> _Reading text_:
<<<<

Wednesday, 19 November 2025
Grievance debate
Disaster preparedness
Please do not quote
Proof only
Disaster preparedness
Tim BULL (Gippsland East) (16:31): Well, what a wasted contribution that was, with all the problems we have got going on in the state at the moment. With all the issues we have got going on in the state, we get a 15-minute contribution on the leadership of another party from someone who has been overlooked for a ministry position, I think, 30-something times, Tim. So it is obvious you are not held in very high regard, mate. Obviously you are not held in very high regard in your own party. But I will get on to some of the issues in the state rather than wasting my time.
The SPEAKER: Through the Chair, member for Gippsland East.
Tim BULL: With all the issues in Mordialloc, we have a 15-minute contribution on that rot.

>>>>

> _Data excerpts_:
<<<<

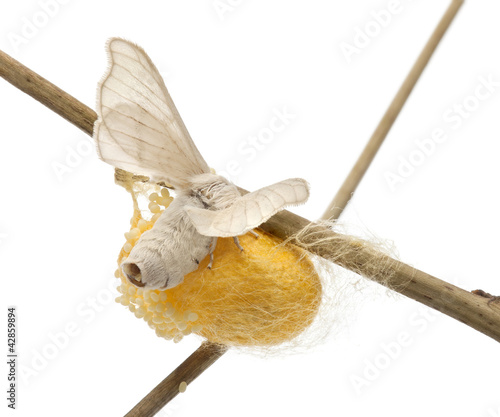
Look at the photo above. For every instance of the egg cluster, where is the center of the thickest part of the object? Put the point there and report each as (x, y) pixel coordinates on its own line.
(156, 307)
(263, 296)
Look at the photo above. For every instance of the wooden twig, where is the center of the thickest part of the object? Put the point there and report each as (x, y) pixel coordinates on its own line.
(47, 93)
(359, 169)
(186, 372)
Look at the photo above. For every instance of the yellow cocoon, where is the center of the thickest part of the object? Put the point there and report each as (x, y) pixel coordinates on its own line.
(263, 296)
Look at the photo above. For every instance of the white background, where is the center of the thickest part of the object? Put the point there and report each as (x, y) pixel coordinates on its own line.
(227, 71)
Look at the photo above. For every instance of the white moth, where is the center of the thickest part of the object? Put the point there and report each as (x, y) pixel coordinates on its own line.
(139, 130)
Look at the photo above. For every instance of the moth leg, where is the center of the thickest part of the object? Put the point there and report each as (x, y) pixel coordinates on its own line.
(237, 243)
(212, 248)
(254, 234)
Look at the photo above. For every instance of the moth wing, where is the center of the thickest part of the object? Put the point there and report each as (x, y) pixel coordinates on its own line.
(249, 211)
(138, 127)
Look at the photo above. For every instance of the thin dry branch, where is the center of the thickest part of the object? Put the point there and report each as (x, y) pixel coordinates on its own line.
(186, 372)
(364, 161)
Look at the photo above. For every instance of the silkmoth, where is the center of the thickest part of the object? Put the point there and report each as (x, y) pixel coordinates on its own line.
(138, 129)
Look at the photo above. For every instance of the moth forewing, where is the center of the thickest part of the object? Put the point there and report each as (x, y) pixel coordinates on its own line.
(138, 129)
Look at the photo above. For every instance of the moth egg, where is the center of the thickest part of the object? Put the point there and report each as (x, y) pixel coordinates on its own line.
(165, 201)
(153, 207)
(197, 328)
(142, 225)
(139, 314)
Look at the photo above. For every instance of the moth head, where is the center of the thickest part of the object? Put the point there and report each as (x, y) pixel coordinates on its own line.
(147, 270)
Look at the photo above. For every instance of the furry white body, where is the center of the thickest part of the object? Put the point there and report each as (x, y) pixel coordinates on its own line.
(173, 247)
(139, 130)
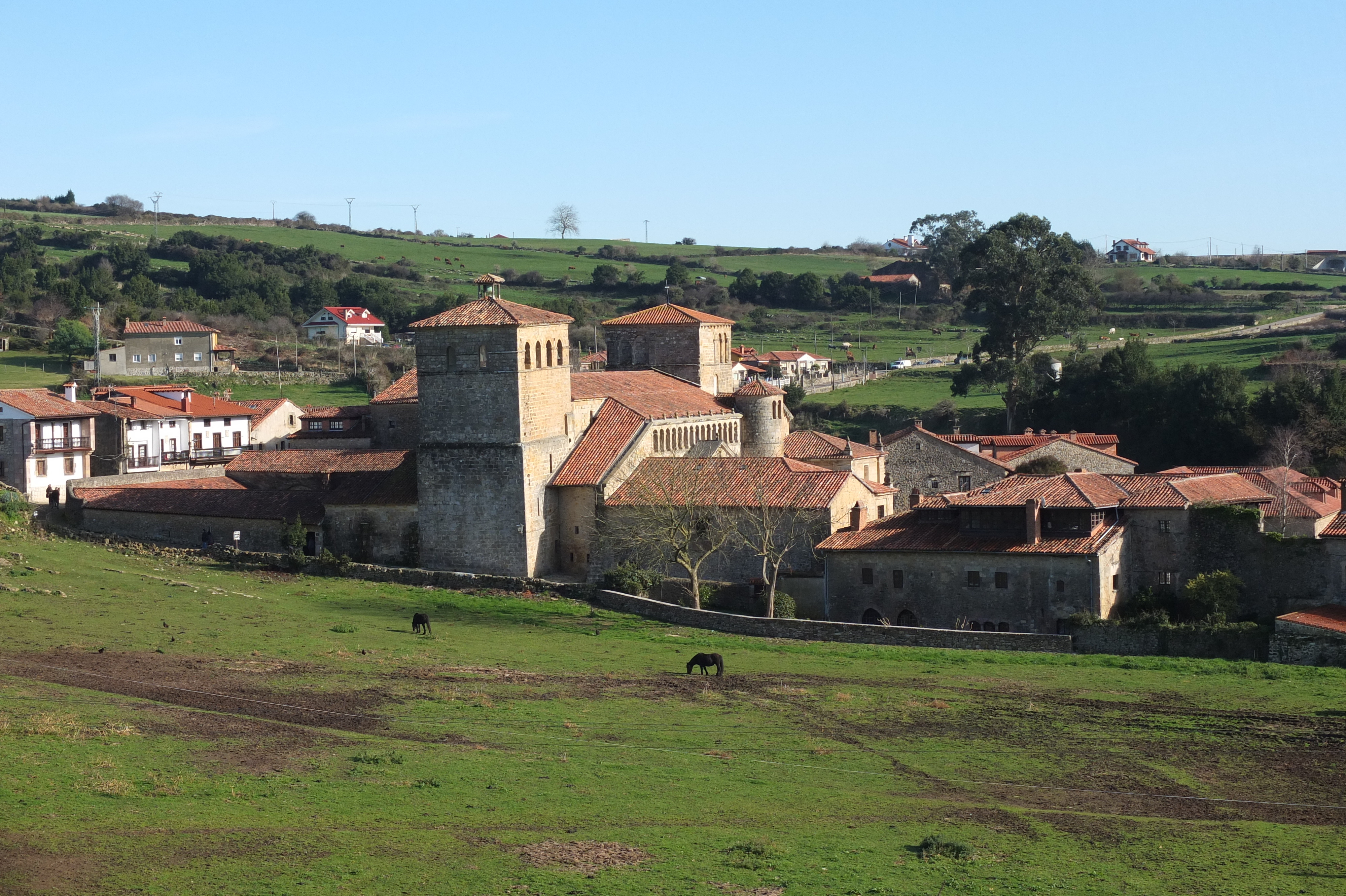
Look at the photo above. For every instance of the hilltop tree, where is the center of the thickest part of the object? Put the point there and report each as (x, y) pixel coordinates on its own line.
(1030, 285)
(565, 220)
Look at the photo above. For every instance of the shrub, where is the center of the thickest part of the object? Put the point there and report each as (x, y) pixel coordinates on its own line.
(631, 579)
(942, 846)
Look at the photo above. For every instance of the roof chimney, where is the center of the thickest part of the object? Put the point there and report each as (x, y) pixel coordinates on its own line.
(857, 517)
(1033, 521)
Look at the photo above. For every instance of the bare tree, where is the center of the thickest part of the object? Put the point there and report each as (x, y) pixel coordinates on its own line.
(666, 515)
(1285, 451)
(565, 220)
(775, 533)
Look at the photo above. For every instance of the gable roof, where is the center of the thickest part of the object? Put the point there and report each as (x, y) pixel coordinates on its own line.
(493, 313)
(807, 443)
(44, 406)
(649, 394)
(404, 392)
(668, 313)
(732, 482)
(606, 439)
(150, 328)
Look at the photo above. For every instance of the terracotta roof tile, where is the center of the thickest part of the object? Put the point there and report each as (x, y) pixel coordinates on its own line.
(647, 392)
(142, 328)
(493, 313)
(1332, 617)
(668, 313)
(606, 439)
(44, 404)
(732, 482)
(904, 532)
(807, 445)
(318, 461)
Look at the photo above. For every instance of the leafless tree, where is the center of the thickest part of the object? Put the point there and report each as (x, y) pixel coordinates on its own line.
(775, 533)
(565, 220)
(1285, 451)
(667, 516)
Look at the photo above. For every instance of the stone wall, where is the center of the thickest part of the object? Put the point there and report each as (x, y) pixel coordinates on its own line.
(812, 630)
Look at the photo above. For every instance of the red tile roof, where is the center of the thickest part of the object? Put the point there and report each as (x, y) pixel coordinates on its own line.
(808, 445)
(44, 404)
(493, 313)
(403, 392)
(756, 388)
(904, 532)
(647, 392)
(1331, 617)
(246, 504)
(143, 328)
(318, 461)
(668, 313)
(732, 482)
(601, 446)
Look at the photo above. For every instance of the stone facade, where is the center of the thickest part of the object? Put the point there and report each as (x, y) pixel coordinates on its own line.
(920, 461)
(935, 590)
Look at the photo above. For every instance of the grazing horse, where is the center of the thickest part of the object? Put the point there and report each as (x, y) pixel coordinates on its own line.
(705, 661)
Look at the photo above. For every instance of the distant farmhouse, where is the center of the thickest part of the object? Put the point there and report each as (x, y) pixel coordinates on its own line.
(1131, 251)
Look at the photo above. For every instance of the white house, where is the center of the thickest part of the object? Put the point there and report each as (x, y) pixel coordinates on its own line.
(1131, 251)
(45, 441)
(345, 325)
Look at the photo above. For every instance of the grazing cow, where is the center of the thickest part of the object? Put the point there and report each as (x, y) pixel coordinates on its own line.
(705, 661)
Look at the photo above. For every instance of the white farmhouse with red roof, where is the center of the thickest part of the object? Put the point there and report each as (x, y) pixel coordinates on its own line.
(1131, 251)
(345, 324)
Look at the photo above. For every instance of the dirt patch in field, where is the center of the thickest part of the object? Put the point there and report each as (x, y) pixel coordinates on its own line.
(25, 870)
(588, 856)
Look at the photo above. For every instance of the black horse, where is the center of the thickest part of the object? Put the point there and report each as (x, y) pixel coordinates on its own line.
(705, 661)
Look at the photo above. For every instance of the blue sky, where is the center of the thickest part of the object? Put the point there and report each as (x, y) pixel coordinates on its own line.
(738, 124)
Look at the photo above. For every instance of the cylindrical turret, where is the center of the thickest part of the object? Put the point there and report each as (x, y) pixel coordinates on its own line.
(767, 420)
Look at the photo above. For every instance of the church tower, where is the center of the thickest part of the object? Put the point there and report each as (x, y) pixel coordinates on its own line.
(495, 385)
(684, 342)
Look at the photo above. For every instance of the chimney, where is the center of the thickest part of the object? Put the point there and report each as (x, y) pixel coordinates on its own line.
(857, 517)
(1033, 521)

>>>>

> _Directives_:
**a)** Answer these questions using the debate transcript.
(i) On what date was the debate held?
(ii) Which electorate does Tim Bull represent?
(iii) How long was the contribution that Tim Bull complains about?
**b)** Copy the listing's lines from the one containing "Look at the photo above. For every instance of the dirt" through the end of the listing, without changing them.

> _Task-by-task answers_:
**a)**
(i) Wednesday, 19 November 2025
(ii) Gippsland East
(iii) 15 minutes

**b)**
Look at the photo above. For every instance of the dirt patch in field, where is the center of the thickest part of the object? Put the point there and report each as (x, y) pixel coordinates on its own line.
(25, 870)
(588, 856)
Look at the photo above. For every instance of the black horse, where is the center of the thickest part of the object? Put the point there and report each as (x, y) pixel coordinates on its own line.
(705, 661)
Look at the photo above. For every instance of the blue sky, where is the center of the thickest part of the object? Put the point there and report each as (x, y) pixel coordinates on its own line.
(738, 124)
Look at the photo above. For every instance of the cylindrical turret, where is the center of the thickest part of the object? Put the point there and report each as (x, y) pixel coordinates on its own line.
(767, 420)
Look at the photo above. For every instance of the church tower, where is the center of the thickest part of the object? Put the point there and report each as (x, y) pixel coordinates on its own line.
(495, 385)
(684, 342)
Look at the photo above. For every instance of the chimney, where is the center of the thickest part of the object? Put the point there and report each as (x, y) pixel coordinates on its own line.
(857, 517)
(1033, 521)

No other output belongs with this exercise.